## SELECTED EXTRACT
##########

KANSAS CITY, Mo. (BP) — Some figures in history accomplish the work of multiple lifetimes within a single life. Like the resplendent Martin Luther in the 16th-century Reformation, some leaders function at a capacity that wearies the rest of us just in the thinking of it. Yet, scores of lives have benefited from what these great men did with the time that was given to them.

When a future history is written of the triumphs and travails of the Southern Baptist Convention of the late 20th and early 21st century, there is no debate whether the name Paige Patterson will have a sizable number of entries in that volume’s index. For at the time when this convention of churches was undergoing a theological crisis, God provided many timely leaders, and one of the giants among them was Patterson.

Regularly, the hinges of history’s precarious moments have turned on the courageous actions of great men. For those of us impacted by their imprint, we recognize that we see the world, and God’s work in it, more clearly, not because of any sizeable stature on our part but because we are, in fact, standing on the shoulders of these giants.

##########

## LISTED ENTRIES
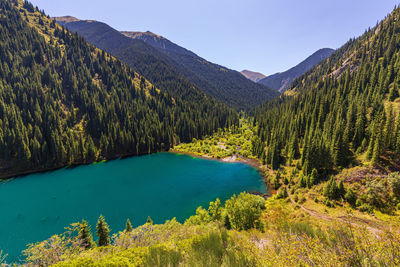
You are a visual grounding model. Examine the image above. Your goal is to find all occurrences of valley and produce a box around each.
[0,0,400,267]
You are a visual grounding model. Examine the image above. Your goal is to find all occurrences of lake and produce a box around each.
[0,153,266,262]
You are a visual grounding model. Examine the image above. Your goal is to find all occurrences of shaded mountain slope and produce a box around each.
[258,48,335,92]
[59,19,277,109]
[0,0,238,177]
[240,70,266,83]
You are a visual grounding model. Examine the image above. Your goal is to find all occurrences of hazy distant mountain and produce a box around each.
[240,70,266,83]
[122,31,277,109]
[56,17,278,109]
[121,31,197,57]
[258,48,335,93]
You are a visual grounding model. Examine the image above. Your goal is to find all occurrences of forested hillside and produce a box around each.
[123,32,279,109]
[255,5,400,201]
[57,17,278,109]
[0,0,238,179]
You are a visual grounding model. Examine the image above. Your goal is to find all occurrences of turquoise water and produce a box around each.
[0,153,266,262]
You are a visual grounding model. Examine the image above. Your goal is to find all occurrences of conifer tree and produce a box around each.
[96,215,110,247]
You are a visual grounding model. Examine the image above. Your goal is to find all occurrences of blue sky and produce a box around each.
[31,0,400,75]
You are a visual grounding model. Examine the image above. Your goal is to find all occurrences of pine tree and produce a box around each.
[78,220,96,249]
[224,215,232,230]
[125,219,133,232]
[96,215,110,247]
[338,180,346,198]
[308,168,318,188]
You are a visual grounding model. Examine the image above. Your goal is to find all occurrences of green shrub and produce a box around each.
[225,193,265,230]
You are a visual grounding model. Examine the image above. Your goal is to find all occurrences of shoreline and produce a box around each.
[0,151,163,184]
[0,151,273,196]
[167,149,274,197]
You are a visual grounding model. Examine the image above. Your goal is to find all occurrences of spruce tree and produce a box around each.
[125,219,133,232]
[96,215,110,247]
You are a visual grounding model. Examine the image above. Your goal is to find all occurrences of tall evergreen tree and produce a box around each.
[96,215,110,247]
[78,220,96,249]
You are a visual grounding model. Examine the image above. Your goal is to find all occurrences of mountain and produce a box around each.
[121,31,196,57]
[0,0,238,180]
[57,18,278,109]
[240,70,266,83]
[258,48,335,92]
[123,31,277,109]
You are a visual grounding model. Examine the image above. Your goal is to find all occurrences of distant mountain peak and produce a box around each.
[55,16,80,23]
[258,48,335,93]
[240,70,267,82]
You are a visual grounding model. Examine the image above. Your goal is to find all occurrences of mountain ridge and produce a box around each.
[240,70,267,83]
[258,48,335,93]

##########

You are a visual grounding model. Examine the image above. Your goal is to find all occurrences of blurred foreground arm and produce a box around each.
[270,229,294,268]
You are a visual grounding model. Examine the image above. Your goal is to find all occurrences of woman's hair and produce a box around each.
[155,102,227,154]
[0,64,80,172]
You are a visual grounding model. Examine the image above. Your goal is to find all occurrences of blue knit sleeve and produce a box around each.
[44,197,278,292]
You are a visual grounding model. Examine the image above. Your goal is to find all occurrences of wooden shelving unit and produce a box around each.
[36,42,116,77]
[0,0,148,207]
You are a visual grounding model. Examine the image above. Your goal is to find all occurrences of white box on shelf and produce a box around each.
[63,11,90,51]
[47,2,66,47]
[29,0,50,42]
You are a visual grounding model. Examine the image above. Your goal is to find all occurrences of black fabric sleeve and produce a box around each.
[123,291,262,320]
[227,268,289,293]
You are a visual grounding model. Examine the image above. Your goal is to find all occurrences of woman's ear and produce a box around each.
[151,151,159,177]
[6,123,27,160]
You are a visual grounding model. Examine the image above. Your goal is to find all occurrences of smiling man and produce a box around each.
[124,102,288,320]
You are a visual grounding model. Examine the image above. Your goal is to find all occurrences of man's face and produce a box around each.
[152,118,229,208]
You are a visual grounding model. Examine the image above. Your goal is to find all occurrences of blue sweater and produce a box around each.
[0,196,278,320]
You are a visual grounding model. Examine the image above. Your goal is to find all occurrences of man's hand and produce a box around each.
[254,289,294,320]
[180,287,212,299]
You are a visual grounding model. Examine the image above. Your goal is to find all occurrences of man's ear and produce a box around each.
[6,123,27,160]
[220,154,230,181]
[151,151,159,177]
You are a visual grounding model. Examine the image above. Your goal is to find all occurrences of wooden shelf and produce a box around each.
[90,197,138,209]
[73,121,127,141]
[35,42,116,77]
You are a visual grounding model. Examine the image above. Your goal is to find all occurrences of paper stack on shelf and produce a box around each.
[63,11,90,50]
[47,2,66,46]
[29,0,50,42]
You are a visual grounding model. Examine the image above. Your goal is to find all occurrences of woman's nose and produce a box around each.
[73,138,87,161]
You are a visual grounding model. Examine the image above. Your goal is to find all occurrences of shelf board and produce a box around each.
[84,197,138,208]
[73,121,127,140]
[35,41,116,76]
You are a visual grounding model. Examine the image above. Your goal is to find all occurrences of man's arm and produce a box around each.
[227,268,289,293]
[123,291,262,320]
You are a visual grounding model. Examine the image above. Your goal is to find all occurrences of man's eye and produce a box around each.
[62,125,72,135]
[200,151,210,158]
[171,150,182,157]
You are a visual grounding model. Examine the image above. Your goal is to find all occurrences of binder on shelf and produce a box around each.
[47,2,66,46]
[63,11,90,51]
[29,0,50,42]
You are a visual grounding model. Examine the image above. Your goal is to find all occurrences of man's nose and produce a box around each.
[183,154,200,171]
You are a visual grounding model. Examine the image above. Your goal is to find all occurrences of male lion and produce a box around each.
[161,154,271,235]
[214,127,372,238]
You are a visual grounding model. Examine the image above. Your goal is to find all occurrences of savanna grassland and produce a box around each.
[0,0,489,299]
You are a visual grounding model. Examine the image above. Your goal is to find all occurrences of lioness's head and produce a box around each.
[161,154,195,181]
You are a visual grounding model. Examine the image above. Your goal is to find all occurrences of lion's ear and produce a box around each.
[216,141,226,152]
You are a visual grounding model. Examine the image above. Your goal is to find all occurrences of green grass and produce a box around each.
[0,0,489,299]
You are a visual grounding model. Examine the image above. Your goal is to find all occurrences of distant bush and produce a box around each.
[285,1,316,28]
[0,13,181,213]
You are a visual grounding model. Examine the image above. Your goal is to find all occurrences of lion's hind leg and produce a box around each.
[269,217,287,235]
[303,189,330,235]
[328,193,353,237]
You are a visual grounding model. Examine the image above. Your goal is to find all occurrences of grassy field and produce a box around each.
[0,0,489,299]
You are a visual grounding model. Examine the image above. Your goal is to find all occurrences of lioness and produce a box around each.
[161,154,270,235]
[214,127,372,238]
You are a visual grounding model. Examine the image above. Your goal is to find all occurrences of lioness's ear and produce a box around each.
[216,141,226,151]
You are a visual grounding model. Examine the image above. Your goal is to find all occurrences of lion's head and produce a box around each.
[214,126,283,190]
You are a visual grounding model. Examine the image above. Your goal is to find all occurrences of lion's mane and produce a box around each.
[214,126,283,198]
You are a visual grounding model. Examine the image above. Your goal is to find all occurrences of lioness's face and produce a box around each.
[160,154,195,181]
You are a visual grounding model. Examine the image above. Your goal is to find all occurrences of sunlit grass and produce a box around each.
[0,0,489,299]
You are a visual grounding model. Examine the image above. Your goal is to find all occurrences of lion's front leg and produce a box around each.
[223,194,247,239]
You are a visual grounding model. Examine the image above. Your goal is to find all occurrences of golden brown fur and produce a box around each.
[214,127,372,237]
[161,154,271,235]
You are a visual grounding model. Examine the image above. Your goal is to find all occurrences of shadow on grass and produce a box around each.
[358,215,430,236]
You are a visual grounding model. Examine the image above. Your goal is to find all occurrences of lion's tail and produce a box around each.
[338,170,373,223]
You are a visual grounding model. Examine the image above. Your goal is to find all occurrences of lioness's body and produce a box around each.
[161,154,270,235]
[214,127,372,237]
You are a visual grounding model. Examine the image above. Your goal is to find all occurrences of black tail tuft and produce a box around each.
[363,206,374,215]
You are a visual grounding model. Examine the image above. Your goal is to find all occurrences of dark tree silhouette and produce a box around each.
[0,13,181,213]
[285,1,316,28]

##########

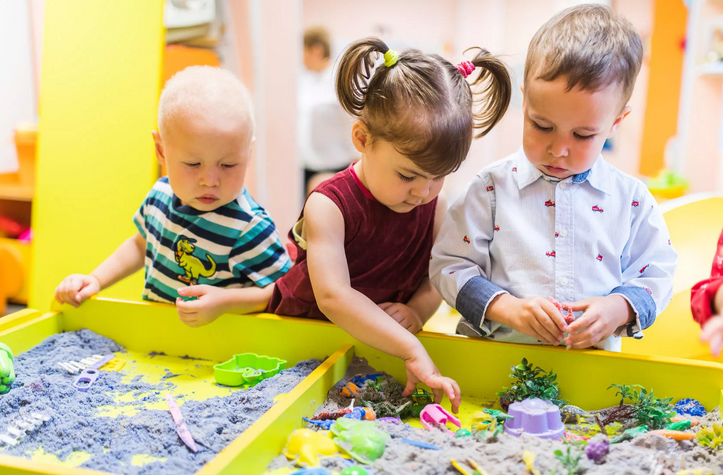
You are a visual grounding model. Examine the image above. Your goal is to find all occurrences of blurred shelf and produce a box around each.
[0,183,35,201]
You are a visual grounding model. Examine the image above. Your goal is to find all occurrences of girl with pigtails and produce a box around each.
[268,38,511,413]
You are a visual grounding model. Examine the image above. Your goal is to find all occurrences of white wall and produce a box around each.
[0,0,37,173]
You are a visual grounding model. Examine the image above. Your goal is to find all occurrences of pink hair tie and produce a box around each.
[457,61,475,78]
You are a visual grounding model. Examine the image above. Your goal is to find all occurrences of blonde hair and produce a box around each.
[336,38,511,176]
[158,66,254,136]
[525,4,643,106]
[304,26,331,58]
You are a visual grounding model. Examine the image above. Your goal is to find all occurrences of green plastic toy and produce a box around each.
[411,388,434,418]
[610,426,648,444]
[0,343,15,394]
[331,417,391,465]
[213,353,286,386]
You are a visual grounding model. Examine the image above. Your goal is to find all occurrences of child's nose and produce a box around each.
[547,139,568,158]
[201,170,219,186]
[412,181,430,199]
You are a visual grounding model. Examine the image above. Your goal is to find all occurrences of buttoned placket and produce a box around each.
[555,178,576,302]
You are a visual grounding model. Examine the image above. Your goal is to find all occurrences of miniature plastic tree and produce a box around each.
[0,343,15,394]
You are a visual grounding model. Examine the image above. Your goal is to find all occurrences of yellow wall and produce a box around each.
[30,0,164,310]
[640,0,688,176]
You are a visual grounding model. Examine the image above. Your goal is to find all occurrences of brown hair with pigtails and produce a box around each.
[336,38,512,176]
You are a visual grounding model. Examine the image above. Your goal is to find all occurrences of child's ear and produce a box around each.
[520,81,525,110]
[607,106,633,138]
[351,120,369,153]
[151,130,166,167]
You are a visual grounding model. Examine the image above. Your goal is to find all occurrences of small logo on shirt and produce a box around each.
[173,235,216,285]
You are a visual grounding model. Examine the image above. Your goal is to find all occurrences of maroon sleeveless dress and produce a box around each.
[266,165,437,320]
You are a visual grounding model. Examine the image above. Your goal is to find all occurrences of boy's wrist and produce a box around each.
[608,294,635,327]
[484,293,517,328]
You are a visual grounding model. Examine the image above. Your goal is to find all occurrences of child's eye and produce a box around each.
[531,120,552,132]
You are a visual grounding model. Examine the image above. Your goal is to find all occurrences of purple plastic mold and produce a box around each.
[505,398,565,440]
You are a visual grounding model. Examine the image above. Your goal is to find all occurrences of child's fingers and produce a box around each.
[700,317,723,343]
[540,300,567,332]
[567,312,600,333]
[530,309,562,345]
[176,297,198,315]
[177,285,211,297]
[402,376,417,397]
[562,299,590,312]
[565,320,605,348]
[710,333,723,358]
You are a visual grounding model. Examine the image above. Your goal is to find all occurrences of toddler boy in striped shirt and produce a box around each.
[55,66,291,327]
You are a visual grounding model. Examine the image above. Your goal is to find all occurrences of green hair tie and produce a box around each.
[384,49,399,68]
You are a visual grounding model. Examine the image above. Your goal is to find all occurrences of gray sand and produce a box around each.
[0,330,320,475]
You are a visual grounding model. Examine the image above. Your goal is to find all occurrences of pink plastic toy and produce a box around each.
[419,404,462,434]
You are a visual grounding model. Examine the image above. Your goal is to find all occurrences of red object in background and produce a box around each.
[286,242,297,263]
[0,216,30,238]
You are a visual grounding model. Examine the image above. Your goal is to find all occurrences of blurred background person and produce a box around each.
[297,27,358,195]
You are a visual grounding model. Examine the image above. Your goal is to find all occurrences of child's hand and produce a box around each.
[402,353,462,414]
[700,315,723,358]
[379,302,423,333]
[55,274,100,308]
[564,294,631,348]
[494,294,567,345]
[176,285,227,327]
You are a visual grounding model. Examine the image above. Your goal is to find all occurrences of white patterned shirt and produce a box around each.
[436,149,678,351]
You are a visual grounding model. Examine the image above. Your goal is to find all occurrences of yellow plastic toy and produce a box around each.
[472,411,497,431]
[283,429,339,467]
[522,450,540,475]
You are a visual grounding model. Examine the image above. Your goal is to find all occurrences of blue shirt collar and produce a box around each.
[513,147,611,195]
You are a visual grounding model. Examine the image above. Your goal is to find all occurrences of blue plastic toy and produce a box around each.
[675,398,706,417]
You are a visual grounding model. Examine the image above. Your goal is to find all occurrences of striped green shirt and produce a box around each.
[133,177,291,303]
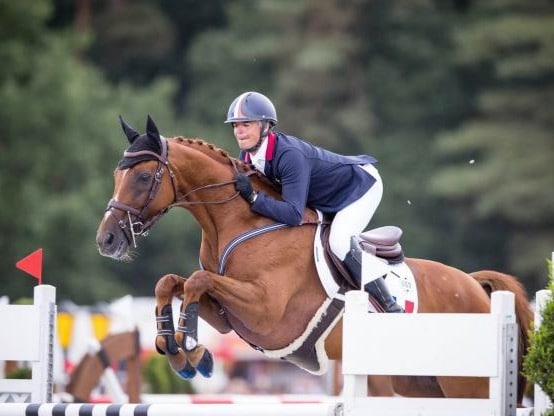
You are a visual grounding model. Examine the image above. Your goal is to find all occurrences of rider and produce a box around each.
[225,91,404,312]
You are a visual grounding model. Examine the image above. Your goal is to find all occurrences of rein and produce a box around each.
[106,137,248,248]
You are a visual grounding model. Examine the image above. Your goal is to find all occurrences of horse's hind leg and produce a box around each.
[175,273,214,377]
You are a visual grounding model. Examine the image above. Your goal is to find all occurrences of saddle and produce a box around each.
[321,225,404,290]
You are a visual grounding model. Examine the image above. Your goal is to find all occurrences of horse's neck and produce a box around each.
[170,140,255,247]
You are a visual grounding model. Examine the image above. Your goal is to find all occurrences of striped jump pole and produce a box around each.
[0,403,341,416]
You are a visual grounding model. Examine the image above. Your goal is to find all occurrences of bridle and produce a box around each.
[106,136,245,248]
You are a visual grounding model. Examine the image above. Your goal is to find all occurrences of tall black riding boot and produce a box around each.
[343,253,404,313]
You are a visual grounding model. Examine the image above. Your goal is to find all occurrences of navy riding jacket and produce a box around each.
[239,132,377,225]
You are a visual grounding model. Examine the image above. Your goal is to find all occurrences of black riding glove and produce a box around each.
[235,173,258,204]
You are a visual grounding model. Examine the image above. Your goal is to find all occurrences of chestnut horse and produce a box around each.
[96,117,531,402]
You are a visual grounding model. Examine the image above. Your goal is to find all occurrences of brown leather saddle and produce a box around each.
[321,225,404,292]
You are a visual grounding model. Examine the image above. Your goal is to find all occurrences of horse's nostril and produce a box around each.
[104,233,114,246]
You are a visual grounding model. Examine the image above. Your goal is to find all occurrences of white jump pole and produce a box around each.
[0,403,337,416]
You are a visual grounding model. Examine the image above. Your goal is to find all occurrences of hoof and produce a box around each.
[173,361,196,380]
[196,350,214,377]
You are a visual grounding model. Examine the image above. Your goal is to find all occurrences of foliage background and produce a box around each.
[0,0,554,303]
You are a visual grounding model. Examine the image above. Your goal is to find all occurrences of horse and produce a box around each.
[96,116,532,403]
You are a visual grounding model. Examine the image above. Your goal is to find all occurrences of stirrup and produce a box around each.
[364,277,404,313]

##########

## STATED GOAL
In the tribute to Paige Patterson, rewrite the stretch from "Regularly, the hinges" through "of these giants.", changing "precarious moments" to "critical moments".

## ANSWER TO THE EXERCISE
Regularly, the hinges of history’s critical moments have turned on the courageous actions of great men. For those of us impacted by their imprint, we recognize that we see the world, and God’s work in it, more clearly, not because of any sizeable stature on our part but because we are, in fact, standing on the shoulders of these giants.